• [WHAT THE EXERCISE ASKS] Please show every line in the listing below that contains the string "pant", copying each line in full.

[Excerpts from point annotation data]
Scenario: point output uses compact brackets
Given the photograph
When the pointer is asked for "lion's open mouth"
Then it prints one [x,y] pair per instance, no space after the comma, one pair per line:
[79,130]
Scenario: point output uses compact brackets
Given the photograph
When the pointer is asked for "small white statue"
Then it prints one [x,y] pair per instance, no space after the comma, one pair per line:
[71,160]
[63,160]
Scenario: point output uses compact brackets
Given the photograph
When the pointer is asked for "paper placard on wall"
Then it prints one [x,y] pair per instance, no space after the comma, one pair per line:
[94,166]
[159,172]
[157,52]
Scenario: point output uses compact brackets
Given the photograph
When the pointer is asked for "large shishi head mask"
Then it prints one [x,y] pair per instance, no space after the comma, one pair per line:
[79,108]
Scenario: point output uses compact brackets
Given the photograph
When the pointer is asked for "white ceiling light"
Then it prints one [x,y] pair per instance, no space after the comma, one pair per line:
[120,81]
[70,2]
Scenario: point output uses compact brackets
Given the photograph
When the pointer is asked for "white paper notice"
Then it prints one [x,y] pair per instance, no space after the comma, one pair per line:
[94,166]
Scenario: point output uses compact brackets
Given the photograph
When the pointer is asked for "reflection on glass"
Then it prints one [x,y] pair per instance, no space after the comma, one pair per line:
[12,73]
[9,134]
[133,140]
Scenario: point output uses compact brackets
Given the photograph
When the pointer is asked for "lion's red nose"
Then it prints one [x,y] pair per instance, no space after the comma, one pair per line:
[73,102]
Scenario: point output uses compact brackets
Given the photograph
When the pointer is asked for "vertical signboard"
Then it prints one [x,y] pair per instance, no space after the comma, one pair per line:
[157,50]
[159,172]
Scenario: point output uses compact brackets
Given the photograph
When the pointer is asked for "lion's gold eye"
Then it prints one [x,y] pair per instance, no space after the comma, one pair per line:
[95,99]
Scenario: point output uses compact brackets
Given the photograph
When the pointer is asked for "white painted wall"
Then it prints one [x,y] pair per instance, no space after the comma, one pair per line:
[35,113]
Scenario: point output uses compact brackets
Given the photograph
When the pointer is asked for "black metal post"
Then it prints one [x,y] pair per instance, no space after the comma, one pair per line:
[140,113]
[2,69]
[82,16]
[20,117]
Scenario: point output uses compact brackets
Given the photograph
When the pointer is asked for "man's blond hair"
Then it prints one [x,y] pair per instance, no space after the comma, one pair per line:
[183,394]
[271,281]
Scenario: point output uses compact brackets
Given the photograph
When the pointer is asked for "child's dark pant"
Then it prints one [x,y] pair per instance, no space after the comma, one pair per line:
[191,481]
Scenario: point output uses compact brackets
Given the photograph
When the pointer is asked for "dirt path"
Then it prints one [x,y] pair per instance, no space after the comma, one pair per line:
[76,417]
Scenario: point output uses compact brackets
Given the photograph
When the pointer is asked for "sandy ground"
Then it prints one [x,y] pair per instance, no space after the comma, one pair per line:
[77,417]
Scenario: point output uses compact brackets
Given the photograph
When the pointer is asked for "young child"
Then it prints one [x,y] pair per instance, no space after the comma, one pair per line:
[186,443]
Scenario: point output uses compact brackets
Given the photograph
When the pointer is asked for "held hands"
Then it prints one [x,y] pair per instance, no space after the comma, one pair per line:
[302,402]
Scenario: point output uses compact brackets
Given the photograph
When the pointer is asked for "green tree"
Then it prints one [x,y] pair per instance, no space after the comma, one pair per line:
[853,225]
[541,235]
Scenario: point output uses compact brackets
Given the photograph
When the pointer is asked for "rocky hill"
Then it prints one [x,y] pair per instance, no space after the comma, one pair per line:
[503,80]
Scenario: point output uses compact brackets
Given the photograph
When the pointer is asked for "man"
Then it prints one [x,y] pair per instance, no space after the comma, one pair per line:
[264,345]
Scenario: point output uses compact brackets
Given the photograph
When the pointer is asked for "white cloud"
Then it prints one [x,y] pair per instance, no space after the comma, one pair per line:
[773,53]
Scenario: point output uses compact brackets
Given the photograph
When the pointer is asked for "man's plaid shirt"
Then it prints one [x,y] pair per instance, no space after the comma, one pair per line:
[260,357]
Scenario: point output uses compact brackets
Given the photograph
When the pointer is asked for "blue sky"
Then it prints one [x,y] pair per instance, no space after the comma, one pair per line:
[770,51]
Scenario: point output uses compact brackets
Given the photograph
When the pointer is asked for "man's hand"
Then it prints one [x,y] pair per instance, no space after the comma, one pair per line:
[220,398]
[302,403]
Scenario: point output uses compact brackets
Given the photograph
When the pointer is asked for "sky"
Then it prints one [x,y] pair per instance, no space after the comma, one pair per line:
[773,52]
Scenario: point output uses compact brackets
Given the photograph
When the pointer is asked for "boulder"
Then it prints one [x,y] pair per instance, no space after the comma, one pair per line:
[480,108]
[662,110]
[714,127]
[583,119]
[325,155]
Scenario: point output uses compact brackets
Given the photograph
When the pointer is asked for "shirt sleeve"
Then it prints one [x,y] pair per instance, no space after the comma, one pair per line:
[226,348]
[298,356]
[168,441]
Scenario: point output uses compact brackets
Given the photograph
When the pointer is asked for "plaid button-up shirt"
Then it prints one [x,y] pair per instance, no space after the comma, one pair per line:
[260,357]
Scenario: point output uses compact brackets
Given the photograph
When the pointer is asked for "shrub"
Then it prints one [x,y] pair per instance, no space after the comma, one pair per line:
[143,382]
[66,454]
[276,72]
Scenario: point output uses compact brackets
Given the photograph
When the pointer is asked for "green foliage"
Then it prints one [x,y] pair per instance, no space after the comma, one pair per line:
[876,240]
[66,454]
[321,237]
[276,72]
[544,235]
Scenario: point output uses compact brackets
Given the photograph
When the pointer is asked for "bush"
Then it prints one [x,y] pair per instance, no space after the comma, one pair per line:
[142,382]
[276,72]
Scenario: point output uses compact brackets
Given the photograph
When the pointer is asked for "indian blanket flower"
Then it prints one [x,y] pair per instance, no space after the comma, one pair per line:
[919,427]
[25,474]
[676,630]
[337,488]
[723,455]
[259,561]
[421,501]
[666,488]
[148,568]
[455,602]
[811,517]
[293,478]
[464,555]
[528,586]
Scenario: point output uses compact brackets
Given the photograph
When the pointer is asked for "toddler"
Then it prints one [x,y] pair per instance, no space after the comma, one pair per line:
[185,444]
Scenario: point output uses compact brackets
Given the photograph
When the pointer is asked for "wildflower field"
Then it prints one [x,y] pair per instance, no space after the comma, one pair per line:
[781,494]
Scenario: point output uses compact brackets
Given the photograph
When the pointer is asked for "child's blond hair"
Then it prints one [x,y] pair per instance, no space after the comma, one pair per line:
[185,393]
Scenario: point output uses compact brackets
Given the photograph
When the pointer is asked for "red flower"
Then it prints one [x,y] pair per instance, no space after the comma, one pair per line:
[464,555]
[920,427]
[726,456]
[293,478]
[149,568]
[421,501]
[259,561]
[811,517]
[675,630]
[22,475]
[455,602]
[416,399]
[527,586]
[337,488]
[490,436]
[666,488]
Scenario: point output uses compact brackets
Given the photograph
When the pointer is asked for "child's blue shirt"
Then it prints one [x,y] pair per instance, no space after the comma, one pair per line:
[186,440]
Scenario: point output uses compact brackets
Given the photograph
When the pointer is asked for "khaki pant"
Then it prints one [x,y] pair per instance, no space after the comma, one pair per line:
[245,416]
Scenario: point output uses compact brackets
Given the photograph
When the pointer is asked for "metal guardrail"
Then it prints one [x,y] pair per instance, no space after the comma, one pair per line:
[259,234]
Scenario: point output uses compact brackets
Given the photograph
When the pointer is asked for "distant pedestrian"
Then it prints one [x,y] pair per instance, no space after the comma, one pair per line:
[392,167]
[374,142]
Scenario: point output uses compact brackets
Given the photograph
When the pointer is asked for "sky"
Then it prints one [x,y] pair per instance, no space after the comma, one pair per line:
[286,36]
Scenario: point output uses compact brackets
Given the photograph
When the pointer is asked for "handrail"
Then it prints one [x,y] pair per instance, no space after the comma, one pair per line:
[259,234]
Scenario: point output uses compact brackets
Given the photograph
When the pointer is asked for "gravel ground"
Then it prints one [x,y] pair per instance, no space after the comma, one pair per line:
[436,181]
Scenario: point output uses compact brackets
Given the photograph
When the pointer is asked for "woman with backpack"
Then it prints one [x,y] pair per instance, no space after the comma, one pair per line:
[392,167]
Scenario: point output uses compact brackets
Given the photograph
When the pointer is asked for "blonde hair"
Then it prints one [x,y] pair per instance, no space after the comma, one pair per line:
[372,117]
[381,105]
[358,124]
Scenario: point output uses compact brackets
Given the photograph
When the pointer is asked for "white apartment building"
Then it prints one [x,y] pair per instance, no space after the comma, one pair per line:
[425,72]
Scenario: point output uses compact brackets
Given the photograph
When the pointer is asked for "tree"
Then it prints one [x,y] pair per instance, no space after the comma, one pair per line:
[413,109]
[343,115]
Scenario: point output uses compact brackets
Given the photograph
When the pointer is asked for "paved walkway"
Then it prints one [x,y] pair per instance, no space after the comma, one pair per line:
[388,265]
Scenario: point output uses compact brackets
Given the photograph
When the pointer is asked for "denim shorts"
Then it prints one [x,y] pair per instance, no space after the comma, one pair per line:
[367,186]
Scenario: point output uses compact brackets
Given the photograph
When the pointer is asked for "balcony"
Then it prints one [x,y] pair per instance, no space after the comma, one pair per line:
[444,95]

• [SOLUTION]
When the pointer is asked for "child's dark pant"
When the pointer is asked for "khaki pant"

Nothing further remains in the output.